'''

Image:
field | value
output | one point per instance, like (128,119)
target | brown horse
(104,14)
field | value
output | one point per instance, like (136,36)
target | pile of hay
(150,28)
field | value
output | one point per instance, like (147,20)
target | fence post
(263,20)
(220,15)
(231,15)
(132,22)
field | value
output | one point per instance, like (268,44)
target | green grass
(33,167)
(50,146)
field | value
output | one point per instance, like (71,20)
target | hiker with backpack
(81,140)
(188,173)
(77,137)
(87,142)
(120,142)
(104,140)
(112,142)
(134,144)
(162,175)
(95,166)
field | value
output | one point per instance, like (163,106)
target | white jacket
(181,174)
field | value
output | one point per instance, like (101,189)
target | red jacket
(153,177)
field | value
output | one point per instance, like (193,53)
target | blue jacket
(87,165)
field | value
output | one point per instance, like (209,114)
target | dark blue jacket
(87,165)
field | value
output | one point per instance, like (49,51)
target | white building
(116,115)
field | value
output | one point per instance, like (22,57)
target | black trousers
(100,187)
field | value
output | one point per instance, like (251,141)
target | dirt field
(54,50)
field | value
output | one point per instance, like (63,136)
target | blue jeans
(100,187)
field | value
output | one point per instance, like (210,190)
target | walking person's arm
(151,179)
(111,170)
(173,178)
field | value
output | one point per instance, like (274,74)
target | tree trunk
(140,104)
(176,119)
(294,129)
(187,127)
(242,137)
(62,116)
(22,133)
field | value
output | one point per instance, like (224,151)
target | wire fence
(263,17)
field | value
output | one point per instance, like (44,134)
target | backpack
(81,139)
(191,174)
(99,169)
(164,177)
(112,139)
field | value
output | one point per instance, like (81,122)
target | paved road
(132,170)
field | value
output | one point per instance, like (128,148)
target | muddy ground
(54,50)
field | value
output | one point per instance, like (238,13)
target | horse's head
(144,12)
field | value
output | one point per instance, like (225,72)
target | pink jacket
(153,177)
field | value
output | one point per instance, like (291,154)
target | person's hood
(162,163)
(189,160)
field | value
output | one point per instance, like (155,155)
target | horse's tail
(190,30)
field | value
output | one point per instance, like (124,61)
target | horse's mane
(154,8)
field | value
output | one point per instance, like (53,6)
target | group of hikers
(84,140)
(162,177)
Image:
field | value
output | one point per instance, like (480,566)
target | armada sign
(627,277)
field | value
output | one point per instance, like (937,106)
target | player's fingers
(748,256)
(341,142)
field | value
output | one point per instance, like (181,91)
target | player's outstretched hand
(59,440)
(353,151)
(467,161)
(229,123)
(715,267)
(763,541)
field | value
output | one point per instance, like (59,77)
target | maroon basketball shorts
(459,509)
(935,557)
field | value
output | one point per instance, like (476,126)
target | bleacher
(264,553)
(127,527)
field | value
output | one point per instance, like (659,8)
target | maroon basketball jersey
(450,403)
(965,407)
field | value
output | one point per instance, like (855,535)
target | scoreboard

'''

Aim of the exercise | Word for word, repeat each entry shown above.

Reply |
Image:
field | value
output | one point per instance, like (128,119)
target | brown horse
(104,14)
field | value
output | one point per instance, like (136,36)
target | pile of hay
(150,28)
field | value
output | one point per instance, like (147,20)
target | fence post
(263,20)
(220,15)
(231,15)
(132,22)
field | value
output | one point per instance, like (268,44)
target | green grass
(33,167)
(50,146)
field | value
output | one point per instance, like (71,20)
target | hiker with backpack
(81,140)
(188,173)
(77,137)
(87,142)
(120,142)
(104,140)
(112,142)
(134,144)
(162,175)
(95,166)
field | value
output | one point per instance, like (163,106)
target | white jacket
(181,174)
field | value
output | one point per instance, like (101,189)
target | red jacket
(153,177)
field | value
output | one point per instance, like (193,53)
target | blue jacket
(87,165)
field | value
output | one point per instance, like (209,114)
target | dark blue jacket
(87,165)
field | value
output | one point per instance, like (49,51)
target | white building
(116,115)
field | value
output | one point per instance, like (22,57)
target | black trousers
(100,187)
field | value
output | one point per instance, like (251,141)
target | dirt field
(54,50)
field | value
output | one point per instance, like (63,136)
target | blue jeans
(100,187)
field | value
output | one point per instance, like (210,190)
target | walking person's arm
(151,179)
(111,170)
(173,178)
field | value
output | one point per instance, like (274,74)
target | tree trunk
(140,104)
(176,119)
(294,129)
(187,127)
(242,137)
(62,116)
(22,133)
field | value
output | one point per instance, like (224,151)
target | wire fence
(263,17)
field | value
output | one point per instance, like (44,134)
target | backpack
(81,139)
(191,174)
(99,169)
(164,177)
(112,139)
field | value
output | one point per instance, like (81,122)
target | paved road
(132,170)
field | value
output | one point per instance, like (128,148)
target | muddy ground
(54,50)
field | value
output | one point per instance, like (238,13)
target | horse's head
(144,12)
field | value
output | one point per instance, like (225,72)
target | pink jacket
(153,177)
field | value
output | one point per instance, like (291,154)
target | person's hood
(162,163)
(189,160)
field | value
output | one point per instance, like (155,155)
target | horse's tail
(190,30)
field | value
output | one point per instance, like (124,61)
target | horse's mane
(154,8)
field | value
output | one point per instance, like (53,6)
target | group of hikers
(84,140)
(162,177)
Image:
field | value
output | one point per instance, like (480,566)
target | armada sign
(627,277)
field | value
output | one point per instance, like (937,106)
target | player's fingers
(748,256)
(341,142)
field | value
output | one point per instance, like (181,91)
target | player's outstretched hand
(59,440)
(353,151)
(467,161)
(229,123)
(715,267)
(763,541)
field | value
output | one point per instance, like (59,77)
target | maroon basketball shorts
(459,509)
(935,557)
field | value
output | one point per instance, like (476,126)
target | bleacher
(264,553)
(127,527)
field | value
output | one point per instance, like (659,8)
target | maroon basketball jersey
(450,403)
(965,407)
field | value
output | one point per instance, like (855,535)
target | scoreboard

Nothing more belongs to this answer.